**DIRECTIVE:** Reproduce all entries precisely as they are written.

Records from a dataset
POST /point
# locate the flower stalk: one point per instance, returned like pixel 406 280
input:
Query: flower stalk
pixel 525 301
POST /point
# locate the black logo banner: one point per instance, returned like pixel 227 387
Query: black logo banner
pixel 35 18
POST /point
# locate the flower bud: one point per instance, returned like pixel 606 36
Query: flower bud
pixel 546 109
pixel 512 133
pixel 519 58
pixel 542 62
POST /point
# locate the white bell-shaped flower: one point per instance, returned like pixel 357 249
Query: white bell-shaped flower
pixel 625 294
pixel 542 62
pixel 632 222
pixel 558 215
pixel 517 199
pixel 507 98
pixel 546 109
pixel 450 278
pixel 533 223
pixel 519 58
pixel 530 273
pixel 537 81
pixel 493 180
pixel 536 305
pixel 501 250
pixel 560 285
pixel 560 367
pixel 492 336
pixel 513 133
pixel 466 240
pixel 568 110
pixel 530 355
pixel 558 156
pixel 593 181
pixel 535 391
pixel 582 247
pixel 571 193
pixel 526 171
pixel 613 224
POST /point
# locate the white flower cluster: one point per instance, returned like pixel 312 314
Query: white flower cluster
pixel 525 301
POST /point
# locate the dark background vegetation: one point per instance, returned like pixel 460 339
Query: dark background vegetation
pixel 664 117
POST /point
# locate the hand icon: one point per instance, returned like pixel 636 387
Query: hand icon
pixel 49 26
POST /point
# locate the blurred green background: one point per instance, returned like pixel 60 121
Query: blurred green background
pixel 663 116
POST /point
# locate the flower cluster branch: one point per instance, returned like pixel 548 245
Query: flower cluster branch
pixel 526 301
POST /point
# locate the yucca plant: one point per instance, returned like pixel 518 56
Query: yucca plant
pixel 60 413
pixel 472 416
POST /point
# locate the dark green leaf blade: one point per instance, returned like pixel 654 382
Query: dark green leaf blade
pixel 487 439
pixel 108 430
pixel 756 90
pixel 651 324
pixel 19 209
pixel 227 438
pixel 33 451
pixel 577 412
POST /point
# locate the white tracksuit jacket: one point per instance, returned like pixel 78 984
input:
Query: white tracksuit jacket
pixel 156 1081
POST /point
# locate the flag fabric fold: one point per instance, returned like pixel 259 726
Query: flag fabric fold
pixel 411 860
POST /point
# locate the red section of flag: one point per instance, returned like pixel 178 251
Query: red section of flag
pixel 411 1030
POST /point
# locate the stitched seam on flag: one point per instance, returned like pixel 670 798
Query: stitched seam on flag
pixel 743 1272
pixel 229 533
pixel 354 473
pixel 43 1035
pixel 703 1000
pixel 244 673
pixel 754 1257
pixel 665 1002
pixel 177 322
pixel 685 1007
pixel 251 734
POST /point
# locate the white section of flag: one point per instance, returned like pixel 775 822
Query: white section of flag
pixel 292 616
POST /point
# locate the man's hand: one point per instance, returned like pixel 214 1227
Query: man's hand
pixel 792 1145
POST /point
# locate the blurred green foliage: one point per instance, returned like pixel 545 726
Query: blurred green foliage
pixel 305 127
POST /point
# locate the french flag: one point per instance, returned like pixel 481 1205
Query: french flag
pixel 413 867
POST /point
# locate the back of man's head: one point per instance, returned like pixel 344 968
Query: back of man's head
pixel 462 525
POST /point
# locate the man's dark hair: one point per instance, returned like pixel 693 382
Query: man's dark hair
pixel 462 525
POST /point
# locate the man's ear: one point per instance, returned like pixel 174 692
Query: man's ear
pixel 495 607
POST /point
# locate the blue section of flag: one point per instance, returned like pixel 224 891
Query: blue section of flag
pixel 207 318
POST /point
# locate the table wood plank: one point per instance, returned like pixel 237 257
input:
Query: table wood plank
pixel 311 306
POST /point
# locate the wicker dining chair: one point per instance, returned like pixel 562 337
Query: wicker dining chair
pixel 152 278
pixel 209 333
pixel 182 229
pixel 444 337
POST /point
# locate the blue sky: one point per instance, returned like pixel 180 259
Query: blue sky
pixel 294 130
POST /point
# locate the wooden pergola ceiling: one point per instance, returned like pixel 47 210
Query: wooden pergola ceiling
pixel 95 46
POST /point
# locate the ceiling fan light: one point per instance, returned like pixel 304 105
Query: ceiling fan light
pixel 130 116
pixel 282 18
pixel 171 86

**TASK RESPONSE:**
POST /point
# locate the flower stalk: one point per instance, returned like pixel 406 280
input:
Query: flower stalk
pixel 525 301
POST /point
# locate the black logo banner: one point per instance, returned like pixel 227 387
Query: black logo banner
pixel 35 18
POST /point
# locate the flower bud: one point per instance, returned like pixel 606 36
Query: flower bud
pixel 546 109
pixel 512 133
pixel 519 58
pixel 542 62
POST /point
# locate the white bell-shaped flower: one point per instance, returned like pixel 357 249
Query: white bell-shaped flower
pixel 625 294
pixel 542 62
pixel 632 222
pixel 558 215
pixel 517 199
pixel 507 98
pixel 546 109
pixel 450 278
pixel 533 223
pixel 519 58
pixel 530 273
pixel 537 81
pixel 493 180
pixel 536 305
pixel 501 250
pixel 560 285
pixel 560 367
pixel 492 336
pixel 513 133
pixel 466 240
pixel 568 110
pixel 530 355
pixel 558 156
pixel 593 181
pixel 535 391
pixel 582 247
pixel 571 193
pixel 526 171
pixel 613 224
POST /point
# locate the white flower cluster: one point per instance, returned like pixel 312 314
Query: white flower cluster
pixel 525 301
POST /point
# locate the dark background vegetation: one point per instance, returned like pixel 460 339
Query: dark background vegetation
pixel 664 117
POST /point
# locate the hand icon: one point per instance, returned like pixel 636 387
Query: hand icon
pixel 49 26
POST /point
# locate the blurred green background: one point per instance, returned like pixel 60 121
Query: blurred green background
pixel 663 116
POST /point
# locate the flower cluster branch: one point per instance, returned like pixel 548 245
Query: flower cluster branch
pixel 526 301
POST /point
# locate the yucca plant: one point per instance, returned like pixel 518 56
Query: yucca plant
pixel 60 413
pixel 472 416
POST /point
# locate the dark green leaf blade: one point per instance, returned like pixel 654 382
Query: dark green leaf blade
pixel 487 439
pixel 108 430
pixel 756 90
pixel 651 324
pixel 19 209
pixel 227 438
pixel 33 451
pixel 577 412
POST /point
# locate the white tracksuit jacket: one point per instance, returned like pixel 78 984
input:
Query: white tracksuit jacket
pixel 156 1081
POST /point
# locate the flag fabric fold: one point per instance, returned like pixel 259 726
Query: flag fabric fold
pixel 411 860
POST /point
# locate the red section of flag: one point per instance, returned like pixel 178 251
Query: red section of flag
pixel 411 1030
POST /point
# locate the stitched seam on flag: one point per instance, returned like pixel 670 798
Query: stitched seam on flag
pixel 743 1272
pixel 229 533
pixel 354 473
pixel 43 1035
pixel 703 1000
pixel 244 673
pixel 754 1257
pixel 665 1002
pixel 177 322
pixel 685 1007
pixel 251 734
POST /point
# locate the white section of flag: one point per instance, returned like pixel 775 822
Query: white section of flag
pixel 292 616
POST /point
# locate the man's hand: one point per instance, returned like pixel 214 1227
Query: man's hand
pixel 792 1145
POST /point
# locate the blurred green foliage: one point per instance, returned like pixel 545 726
Query: blurred green foliage
pixel 305 127
POST /point
# locate the french flag: one point per instance, returned like pixel 481 1205
Query: french flag
pixel 413 867
POST /point
# locate the back of man's head: one point per instance, returned like pixel 344 968
Query: back of man's head
pixel 462 525
POST /point
# locate the man's dark hair: one point per instance, returned like pixel 693 382
Query: man's dark hair
pixel 462 525
POST /point
# locate the man's ear: one point per instance, returned like pixel 174 692
Query: man's ear
pixel 495 607
POST /point
# locate the blue section of flag: one point per instance, returned like pixel 224 891
Query: blue section of flag
pixel 207 318
POST /point
# locate the table wood plank: one point per instance, returned like pixel 237 257
input:
Query: table wood plank
pixel 311 306
POST /point
# locate the wicker dining chair: one point per instance, returned like pixel 562 337
Query: wicker dining chair
pixel 152 278
pixel 209 333
pixel 182 229
pixel 444 337
POST /point
# locate the blue sky: one point per instance, returned like pixel 180 259
Query: blue sky
pixel 294 130
POST /point
# locate the wooden pergola ceiling: one point per instance, returned like pixel 47 210
Query: wooden pergola ceiling
pixel 95 46
POST /point
# locate the ceiling fan light: one point per instance, returned like pixel 304 105
Query: ceiling fan light
pixel 130 116
pixel 282 18
pixel 171 86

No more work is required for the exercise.